The task: Extract every row that contains the word "bicycle", copying each one in full.

Provided information:
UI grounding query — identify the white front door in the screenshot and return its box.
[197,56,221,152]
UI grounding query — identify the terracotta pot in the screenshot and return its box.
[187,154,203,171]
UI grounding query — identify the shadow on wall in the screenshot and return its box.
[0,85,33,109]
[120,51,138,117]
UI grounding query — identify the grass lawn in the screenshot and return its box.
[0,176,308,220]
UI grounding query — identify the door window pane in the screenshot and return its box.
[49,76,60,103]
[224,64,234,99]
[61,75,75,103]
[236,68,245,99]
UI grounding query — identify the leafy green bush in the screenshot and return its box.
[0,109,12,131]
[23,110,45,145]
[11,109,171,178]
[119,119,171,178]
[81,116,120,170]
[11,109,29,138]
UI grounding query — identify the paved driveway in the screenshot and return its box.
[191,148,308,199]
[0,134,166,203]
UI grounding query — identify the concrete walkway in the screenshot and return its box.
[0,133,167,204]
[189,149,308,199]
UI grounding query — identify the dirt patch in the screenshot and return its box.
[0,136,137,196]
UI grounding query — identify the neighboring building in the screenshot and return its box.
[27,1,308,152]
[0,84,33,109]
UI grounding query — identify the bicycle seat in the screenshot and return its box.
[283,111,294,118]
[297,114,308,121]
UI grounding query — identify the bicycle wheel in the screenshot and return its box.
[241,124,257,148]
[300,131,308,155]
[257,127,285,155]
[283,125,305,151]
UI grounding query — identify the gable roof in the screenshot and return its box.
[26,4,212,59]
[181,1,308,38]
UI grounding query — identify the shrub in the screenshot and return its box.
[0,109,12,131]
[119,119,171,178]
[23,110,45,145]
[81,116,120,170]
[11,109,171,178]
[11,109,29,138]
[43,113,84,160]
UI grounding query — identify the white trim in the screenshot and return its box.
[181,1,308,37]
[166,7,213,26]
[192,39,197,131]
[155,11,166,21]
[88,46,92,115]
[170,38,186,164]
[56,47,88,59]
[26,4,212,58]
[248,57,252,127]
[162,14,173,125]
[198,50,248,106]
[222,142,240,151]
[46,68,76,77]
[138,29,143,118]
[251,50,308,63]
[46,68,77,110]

The response:
UI grounding query — identify the bicycle seat in the screenshot and return its box.
UI grounding query — identify the bicycle wheel in the screenshot and return its box.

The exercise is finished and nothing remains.